● **Written task 1**
Return everything in the Spark shuffle thread from "Re: Eliminating shuffle" down to "framework is pluggable.", copied word for word.
● **Written task 2**
Replace "jacket" with "coat" in everything from the line of the records containing "of the blue" down to the end of the records, leaving all else unchanged. Give back only those lines.

● **Text shown**
Re: Eliminating shuffle write and spill disk IO reads/writes in Spark

Saisai Shao Fri, 01 Apr 2016 16:26:42 -0700

Hi Michael, shuffle data (mapper output) have to be materialized into disk
finally, no matter how large memory you have, it is the design purpose of
Spark. In you scenario, since you have a big memory, shuffle spill should
not happen frequently, most of the disk IO you see might be final shuffle
file write.


So if you want to avoid this disk IO, you could use ramdisk as Reynold
suggested. If you want to avoid FS overhead of ramdisk, you could try to
hack a new shuffle implementation, since shuffle framework is pluggable.


On Sat, Apr 2, 2016 at 6:48 AM, Michael Slavitch <slavi...@gmail.com> wrote:

> As I mentioned earlier this flag is now ignored.
>
>
> On Fri, Apr 1, 2016, 6:39 PM Michael Slavitch <slavi...@gmail.com> wrote:
>
>> Shuffling a 1tb set of keys and values (aka sort by key)  results in
>> about 500gb of io to disk if compression is enabled. Is there any way to
>> eliminate shuffling causing io?

Dataset entries

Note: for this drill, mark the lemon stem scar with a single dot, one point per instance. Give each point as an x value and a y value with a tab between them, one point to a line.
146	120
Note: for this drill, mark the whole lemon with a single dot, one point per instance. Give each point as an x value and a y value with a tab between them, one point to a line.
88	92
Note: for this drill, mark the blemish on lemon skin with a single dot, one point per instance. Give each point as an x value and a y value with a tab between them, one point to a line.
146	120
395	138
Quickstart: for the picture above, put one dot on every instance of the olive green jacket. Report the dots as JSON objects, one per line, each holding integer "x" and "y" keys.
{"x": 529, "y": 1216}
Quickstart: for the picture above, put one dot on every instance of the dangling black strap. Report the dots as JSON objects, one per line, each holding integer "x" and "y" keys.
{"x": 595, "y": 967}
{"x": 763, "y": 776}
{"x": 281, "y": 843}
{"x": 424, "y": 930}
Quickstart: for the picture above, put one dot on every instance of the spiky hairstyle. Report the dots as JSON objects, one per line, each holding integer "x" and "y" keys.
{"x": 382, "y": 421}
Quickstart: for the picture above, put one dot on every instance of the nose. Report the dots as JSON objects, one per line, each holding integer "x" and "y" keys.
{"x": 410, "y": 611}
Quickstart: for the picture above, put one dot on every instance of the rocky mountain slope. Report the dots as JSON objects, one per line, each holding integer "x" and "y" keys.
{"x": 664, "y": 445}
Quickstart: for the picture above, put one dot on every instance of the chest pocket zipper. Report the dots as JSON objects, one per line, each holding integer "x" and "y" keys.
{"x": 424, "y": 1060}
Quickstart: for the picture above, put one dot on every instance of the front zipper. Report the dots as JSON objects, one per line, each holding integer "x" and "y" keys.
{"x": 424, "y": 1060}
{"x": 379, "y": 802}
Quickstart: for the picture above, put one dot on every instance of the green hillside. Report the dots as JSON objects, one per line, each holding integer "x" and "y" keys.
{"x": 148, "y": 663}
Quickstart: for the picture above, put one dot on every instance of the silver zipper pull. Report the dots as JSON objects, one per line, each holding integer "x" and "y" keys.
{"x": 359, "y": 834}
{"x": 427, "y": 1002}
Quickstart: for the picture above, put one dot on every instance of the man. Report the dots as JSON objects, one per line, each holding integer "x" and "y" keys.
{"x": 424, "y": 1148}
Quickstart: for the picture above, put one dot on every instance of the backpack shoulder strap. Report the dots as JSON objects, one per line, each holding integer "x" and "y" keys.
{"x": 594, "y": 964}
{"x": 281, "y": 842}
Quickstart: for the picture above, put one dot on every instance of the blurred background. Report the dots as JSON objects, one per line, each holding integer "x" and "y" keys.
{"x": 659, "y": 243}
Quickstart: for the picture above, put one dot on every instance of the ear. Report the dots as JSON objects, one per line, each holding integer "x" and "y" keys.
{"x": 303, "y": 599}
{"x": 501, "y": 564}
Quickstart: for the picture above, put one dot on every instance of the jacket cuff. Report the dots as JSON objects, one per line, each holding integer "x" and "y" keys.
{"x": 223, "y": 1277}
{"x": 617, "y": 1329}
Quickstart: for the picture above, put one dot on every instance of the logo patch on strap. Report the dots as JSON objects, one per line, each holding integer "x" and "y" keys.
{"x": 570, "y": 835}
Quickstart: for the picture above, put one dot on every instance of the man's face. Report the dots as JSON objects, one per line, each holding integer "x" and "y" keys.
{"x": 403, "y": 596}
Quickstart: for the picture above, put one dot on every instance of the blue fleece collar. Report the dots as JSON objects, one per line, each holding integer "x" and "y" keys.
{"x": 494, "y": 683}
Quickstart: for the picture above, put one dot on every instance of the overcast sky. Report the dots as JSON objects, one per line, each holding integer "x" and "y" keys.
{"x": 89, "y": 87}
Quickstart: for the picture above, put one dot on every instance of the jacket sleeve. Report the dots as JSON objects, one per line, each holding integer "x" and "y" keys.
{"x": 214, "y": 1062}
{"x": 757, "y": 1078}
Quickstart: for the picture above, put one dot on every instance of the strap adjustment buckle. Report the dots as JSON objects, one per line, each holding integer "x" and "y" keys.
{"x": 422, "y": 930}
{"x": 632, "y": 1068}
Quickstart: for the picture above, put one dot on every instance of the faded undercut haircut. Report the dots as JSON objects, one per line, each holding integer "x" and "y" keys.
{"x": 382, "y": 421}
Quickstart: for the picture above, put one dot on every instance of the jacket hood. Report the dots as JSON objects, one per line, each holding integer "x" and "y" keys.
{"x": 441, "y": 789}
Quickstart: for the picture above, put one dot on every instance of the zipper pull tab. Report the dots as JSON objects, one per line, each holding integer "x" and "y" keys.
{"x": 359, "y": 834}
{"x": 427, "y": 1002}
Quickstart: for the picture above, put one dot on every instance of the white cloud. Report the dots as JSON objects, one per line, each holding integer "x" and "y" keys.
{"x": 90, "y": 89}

● **Solution 1**
Re: Eliminating shuffle write and spill disk IO reads/writes in Spark

Saisai Shao Fri, 01 Apr 2016 16:26:42 -0700

Hi Michael, shuffle data (mapper output) have to be materialized into disk
finally, no matter how large memory you have, it is the design purpose of
Spark. In you scenario, since you have a big memory, shuffle spill should
not happen frequently, most of the disk IO you see might be final shuffle
file write.


So if you want to avoid this disk IO, you could use ramdisk as Reynold
suggested. If you want to avoid FS overhead of ramdisk, you could try to
hack a new shuffle implementation, since shuffle framework is pluggable.

● **Solution 2**
Quickstart: for the picture above, put one dot on every instance of the blue fleece collar. Report the dots as JSON objects, one per line, each holding integer "x" and "y" keys.
{"x": 494, "y": 683}
Quickstart: for the picture above, put one dot on every instance of the overcast sky. Report the dots as JSON objects, one per line, each holding integer "x" and "y" keys.
{"x": 89, "y": 87}
Quickstart: for the picture above, put one dot on every instance of the coat sleeve. Report the dots as JSON objects, one per line, each holding integer "x" and "y" keys.
{"x": 214, "y": 1062}
{"x": 757, "y": 1078}
Quickstart: for the picture above, put one dot on every instance of the strap adjustment buckle. Report the dots as JSON objects, one per line, each holding integer "x" and "y" keys.
{"x": 422, "y": 930}
{"x": 632, "y": 1068}
Quickstart: for the picture above, put one dot on every instance of the faded undercut haircut. Report the dots as JSON objects, one per line, each holding integer "x" and "y" keys.
{"x": 382, "y": 421}
Quickstart: for the picture above, put one dot on every instance of the coat hood. Report the dots as JSON objects, one per line, each holding integer "x" and "y" keys.
{"x": 441, "y": 789}
Quickstart: for the picture above, put one dot on every instance of the zipper pull tab. Report the dots as JSON objects, one per line, each holding integer "x" and "y" keys.
{"x": 359, "y": 834}
{"x": 427, "y": 1002}
Quickstart: for the picture above, put one dot on every instance of the white cloud. Report the dots as JSON objects, one per line, each holding integer "x" and "y" keys.
{"x": 90, "y": 89}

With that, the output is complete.